EXERCISE INSTRUCTIONS: Repeat the listing below word for word, minus the pictures.

DATASET RECORDS:
+ + +
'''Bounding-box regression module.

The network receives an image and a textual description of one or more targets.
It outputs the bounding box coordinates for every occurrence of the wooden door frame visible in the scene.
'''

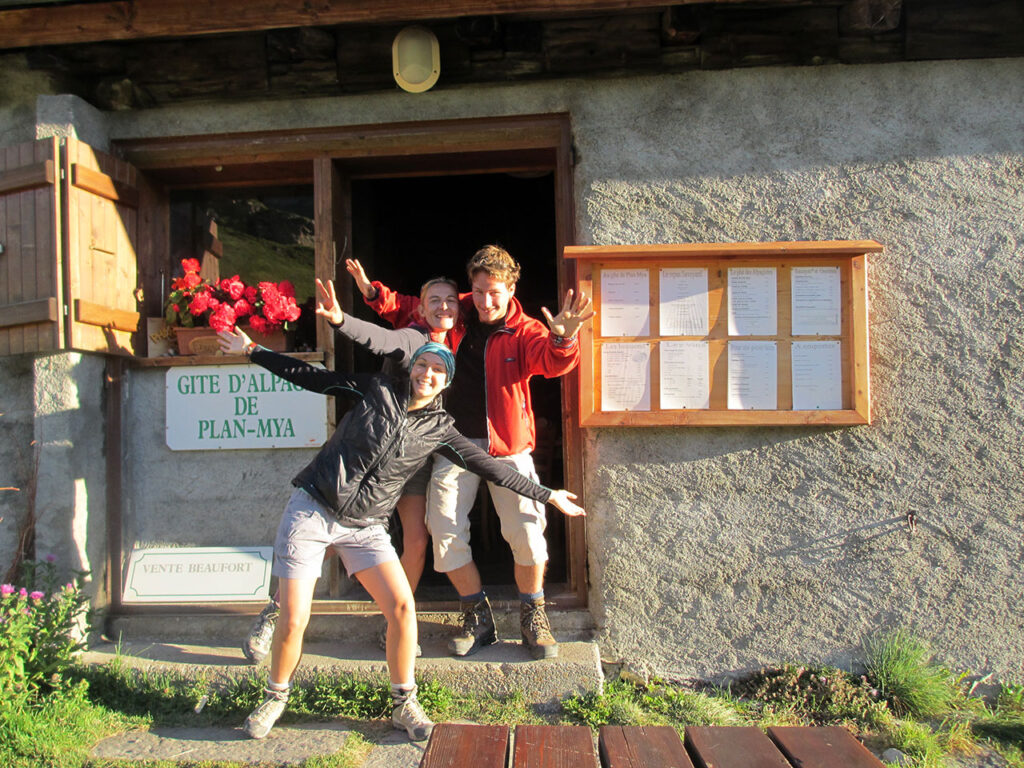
[116,112,587,613]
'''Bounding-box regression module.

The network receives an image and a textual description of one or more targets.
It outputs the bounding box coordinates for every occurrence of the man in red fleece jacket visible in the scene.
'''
[349,244,593,660]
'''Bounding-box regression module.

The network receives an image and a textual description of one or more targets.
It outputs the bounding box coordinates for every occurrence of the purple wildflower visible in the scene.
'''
[29,590,44,600]
[45,553,58,563]
[1,584,14,596]
[19,587,28,597]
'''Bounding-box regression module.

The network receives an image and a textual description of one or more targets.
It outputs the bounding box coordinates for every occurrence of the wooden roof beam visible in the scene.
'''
[0,0,744,49]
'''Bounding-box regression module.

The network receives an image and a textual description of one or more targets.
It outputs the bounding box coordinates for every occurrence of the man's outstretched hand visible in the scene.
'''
[541,289,595,340]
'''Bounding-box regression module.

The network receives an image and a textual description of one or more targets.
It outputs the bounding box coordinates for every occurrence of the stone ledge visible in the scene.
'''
[105,607,597,645]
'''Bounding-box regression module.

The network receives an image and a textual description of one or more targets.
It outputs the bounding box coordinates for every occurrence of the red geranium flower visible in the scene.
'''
[209,303,237,332]
[188,290,212,316]
[233,298,253,318]
[248,315,271,334]
[220,274,246,301]
[163,258,302,335]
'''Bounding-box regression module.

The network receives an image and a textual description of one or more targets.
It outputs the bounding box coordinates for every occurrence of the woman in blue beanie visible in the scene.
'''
[218,329,583,742]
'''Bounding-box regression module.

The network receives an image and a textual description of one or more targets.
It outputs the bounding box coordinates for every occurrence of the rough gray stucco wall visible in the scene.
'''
[0,356,36,577]
[571,61,1024,681]
[0,354,108,605]
[35,94,110,150]
[98,58,1023,680]
[32,354,109,602]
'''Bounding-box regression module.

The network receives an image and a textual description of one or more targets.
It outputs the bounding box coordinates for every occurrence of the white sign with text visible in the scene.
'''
[166,364,327,450]
[123,546,273,603]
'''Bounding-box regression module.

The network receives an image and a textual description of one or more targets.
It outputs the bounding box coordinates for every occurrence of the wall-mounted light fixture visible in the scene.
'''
[392,26,440,93]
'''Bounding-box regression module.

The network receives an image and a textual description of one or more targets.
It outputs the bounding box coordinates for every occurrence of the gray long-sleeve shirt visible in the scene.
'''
[330,312,430,372]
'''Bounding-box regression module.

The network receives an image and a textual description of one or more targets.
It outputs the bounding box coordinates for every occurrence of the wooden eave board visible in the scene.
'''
[0,0,707,48]
[113,113,569,170]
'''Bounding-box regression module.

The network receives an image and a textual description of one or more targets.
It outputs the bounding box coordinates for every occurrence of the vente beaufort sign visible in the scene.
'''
[166,364,328,450]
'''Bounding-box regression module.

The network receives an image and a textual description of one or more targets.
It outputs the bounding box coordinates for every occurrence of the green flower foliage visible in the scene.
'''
[0,557,91,703]
[731,664,891,727]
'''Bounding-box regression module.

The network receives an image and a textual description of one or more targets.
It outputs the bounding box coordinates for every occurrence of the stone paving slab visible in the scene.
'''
[91,722,358,765]
[360,726,430,768]
[90,718,460,767]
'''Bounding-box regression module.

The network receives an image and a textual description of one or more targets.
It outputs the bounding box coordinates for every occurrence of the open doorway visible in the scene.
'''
[348,171,566,600]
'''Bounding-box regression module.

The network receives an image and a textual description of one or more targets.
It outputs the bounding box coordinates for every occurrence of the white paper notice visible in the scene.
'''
[792,266,841,336]
[659,268,709,336]
[727,341,777,409]
[791,341,843,410]
[660,341,710,409]
[601,343,651,411]
[727,268,777,336]
[600,269,650,337]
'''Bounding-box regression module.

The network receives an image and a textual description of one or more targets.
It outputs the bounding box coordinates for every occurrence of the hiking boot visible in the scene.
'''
[447,597,497,657]
[378,620,422,657]
[242,599,278,664]
[521,597,558,660]
[391,685,434,741]
[243,687,289,739]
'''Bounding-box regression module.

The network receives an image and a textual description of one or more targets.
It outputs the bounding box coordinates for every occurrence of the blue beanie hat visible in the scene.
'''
[410,342,456,387]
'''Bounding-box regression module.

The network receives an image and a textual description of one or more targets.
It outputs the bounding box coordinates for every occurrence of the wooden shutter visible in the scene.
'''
[63,137,142,356]
[0,138,63,355]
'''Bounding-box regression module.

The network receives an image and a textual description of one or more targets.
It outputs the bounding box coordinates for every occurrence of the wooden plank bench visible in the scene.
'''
[513,724,599,768]
[599,725,694,768]
[686,726,793,768]
[768,726,886,768]
[418,723,509,768]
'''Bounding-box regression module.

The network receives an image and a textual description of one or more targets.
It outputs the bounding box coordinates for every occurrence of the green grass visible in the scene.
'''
[8,632,1024,768]
[562,679,743,730]
[863,630,960,719]
[0,680,146,768]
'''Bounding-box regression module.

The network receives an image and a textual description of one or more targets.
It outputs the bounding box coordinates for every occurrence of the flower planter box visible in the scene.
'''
[174,326,288,355]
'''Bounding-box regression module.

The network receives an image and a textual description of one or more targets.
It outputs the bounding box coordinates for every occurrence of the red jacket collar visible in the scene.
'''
[457,292,527,332]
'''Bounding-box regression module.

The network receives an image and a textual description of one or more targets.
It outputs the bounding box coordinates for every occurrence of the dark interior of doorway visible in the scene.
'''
[347,171,566,600]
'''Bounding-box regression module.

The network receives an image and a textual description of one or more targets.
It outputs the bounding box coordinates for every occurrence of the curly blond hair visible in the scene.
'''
[466,244,521,286]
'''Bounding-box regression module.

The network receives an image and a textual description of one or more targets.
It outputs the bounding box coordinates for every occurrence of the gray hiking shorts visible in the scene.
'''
[272,488,398,580]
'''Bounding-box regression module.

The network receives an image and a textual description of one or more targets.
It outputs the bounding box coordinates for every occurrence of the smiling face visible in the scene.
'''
[409,351,449,404]
[418,281,459,331]
[470,271,514,325]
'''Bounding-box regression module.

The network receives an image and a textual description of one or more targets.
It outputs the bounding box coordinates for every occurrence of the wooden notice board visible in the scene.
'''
[566,241,882,427]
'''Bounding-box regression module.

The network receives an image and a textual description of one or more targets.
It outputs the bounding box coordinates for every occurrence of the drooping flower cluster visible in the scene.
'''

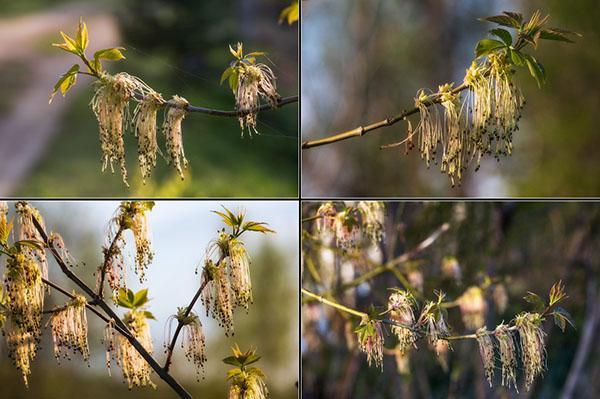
+ + +
WRITTEN ANSWER:
'''Bounding-box regression module.

The network receives an image and a textual description of one or more targets.
It outputs the bounding box coordinates for every occurrence of the wooden door frame visible in the scene.
'''

[116,112,587,613]
'''Bounding-box regression module.

The network receives an image and a textual description of one or more targets.
It outputs the bounding box coordinates for every occurrence of the man in red fleece jacket visible in the scene.
'''
[349,244,593,660]
'''Bounding-box regression module.

The network receives an image and a textual description of one or more targets.
It outputs the bounding box coordinates for every occurrence of the purple wildflower visible in the scene.
'''
[29,590,44,600]
[45,553,58,563]
[1,584,14,596]
[19,587,28,597]
'''Bounding-box regression module.

The network receives an image and a textual description of one or more targets.
It outputs the bounding box coordinates for every occurrence of the wooden roof beam visible in the scene.
'''
[0,0,744,49]
'''Bounding-box regression module.

The network receives an image and a textual description of one or more targets.
It outputs the bounding box coordinates for every occurrence of the man's outstretched hand visible in the scene.
'''
[541,289,595,340]
'''Bounding-box regression module.

The network receives an image and a textual description of one or more targets.
It outputs the bounding box coordinates for every occurrence of the stone ledge visible in the scene.
'''
[105,607,597,645]
'''Bounding-box regression module.

The network receives an image and a textual description of one or more targets.
It outputs the bounding box coordinates for every occurrence of the red geranium flower visible in the scene.
'''
[209,303,237,332]
[188,290,212,316]
[233,298,253,318]
[248,315,271,334]
[220,274,246,301]
[163,258,302,335]
'''Bounding-box regression module.

The network receives an image and a textual description of one or more targets.
It outputs the bounding box coordinates for every occurrence of the woman in blue beanie visible in the scene.
'''
[218,329,583,742]
'''Bounding-box regression module.

The network receives an image and a textual description of one or more targets.
It outputs the bounding box coordinates for every occurrence of the rough gray stucco wall visible in the scene.
'''
[0,356,36,577]
[571,61,1024,681]
[0,354,108,605]
[35,94,110,150]
[98,58,1023,680]
[32,354,109,602]
'''Bounding-box regression module.

The network receives an image and a textual description of one or more targets.
It outputs the bounding box coordinates for every occurrence of the white sign with text visible in the scene.
'''
[166,364,327,450]
[123,546,273,603]
'''Bounding-box regression module.

The network receives an image and a textual description of one or more targets.
It outputs the bounding box coordinates for every occurrence of the wall-mounted light fixture visible in the scene.
'''
[392,26,440,93]
'''Bounding-box regression module.

The network receives an image and a textual description of one or more targets.
It outputs the bounding box coordinates for every occurrence of the gray long-sleeve shirt visible in the scene.
'''
[330,312,430,372]
'''Bounding-box regression module.

The network receives an image and a textual description of one or more targets.
It outputs the bounding box coordinates for every occurrence of the wooden eave board visible in the scene.
'''
[0,0,707,48]
[113,113,569,170]
'''Bounding-box regression module.

The network receives an image and a textual description of one or more targets.
It outputs the bounding box coordinates for every occurrence of the vente beaufort sign visible in the scene.
'''
[166,364,328,450]
'''Bounding-box regression module.

The network receives an image and a textual description of one or more targets.
It outputs the bounding box coordinates for every occurrence of the green flower foliage visible in the scene.
'''
[0,557,91,703]
[731,664,891,727]
'''Bounding-box regression module.

The network receives an image and a textual description of one or more targets.
It outputs the bounding box coordinates for every occurrence of the stone paving slab visible in the scene.
'''
[91,722,358,765]
[360,726,430,768]
[90,718,460,767]
'''Bounding-box regression module.

The network receives an image and a textual description of one or more targets.
It outputs the bounding box coordinates for every occurrence of the open doorway visible in the scene.
'''
[348,171,566,600]
'''Bounding-box regression module.

The network receives an image and a textual description of one or more targets.
It outputs the bounding box coordinates for every occurrence of the white paper notice visible in the scene.
'''
[792,266,841,336]
[659,268,709,336]
[727,341,777,409]
[791,341,843,410]
[660,341,710,409]
[601,343,651,411]
[727,268,777,336]
[600,269,650,337]
'''Bounding-box regression module.

The network receives an image and a textual description of one or more targets.
It outputs the bounding box coordinates for every occurrence of the hiking boot visible in the scene.
'''
[447,597,497,657]
[378,620,422,657]
[242,599,278,664]
[521,597,558,660]
[391,685,434,741]
[243,687,289,739]
'''Bounding-box regression module.

The network receives an image and a textual description of one or more targets.
It outputs the bounding box coordinates for every occurrence of the blue beanie hat visible in the scene.
'''
[410,342,456,387]
'''Bounding-box regression module.

The network receives an image and a textual description of one or more targets.
It outputs the bounding box coordinates for every occurrence of the wooden shutter visible in the scene.
'''
[63,137,142,356]
[0,138,63,355]
'''Bounding-box regression module.

The network receives an image and a textual description of one or more targets.
It outputs the bounding box coordinates for every occurrence of the wooden plank bench visible in the scene.
'''
[513,724,599,768]
[599,725,694,768]
[686,726,793,768]
[768,726,886,768]
[418,723,509,768]
'''Bounding-box regression module.

The network receives an image and a textual description of one or more targets.
It outputs the bounding box coordinates for every occurrence of the green grass visible in the scene.
'''
[8,632,1024,768]
[562,679,743,730]
[863,630,960,719]
[0,680,146,768]
'''Bounding-box regression module.

The network receives an image and a textual description of one or more targets.
It outputs the bounding box coordinates for every occurrence of the flower planter box visible in the scene.
'''
[174,326,288,355]
'''Bounding-box regression module.

The network receives an image and a textual description of one or more targets.
It outputs the bounding box coordinates for every occurrence of the red jacket collar visible in the scene.
'''
[457,292,527,332]
'''Bounding-box regression module.

The network receives an image and a textual description of one or more targets.
It outputs the bounding box coordinates for every occurrence of the dark interior of doorway visible in the scene.
'''
[347,171,566,600]
'''Bounding-box regression module.

The network receives an image and a textual description of one or more targets.
It outputs the bounding box coordinates for every occurrence of the curly blond hair visible in the scene.
'''
[466,244,521,286]
'''Bounding-box regression module.

The network receives an image and a textual description of one or more targets.
It outputs the bounding box coordinates for every occurrence of the gray hiking shorts visible in the scene.
'''
[272,488,398,580]
'''Bounding-box regression module.

The network receives an image and a textual description of one or more targets.
It outputs the bounding box coordinates for every occurrence of the smiling face visible in the scene.
'''
[409,351,449,404]
[418,281,459,331]
[470,271,514,325]
'''Bounding-box regression module.

The network receives an image and a textual description of one or more targets.
It outputs the bounding box coordinates for every occurrence of the wooden notice board visible in the scene.
'''
[566,241,882,427]
'''Bounding-box regression module.

The network receives an image and a textual description of one or more targets.
It outputs the bounding box coordinates for every occurrence of the drooping flower cluster visible in the scene.
'''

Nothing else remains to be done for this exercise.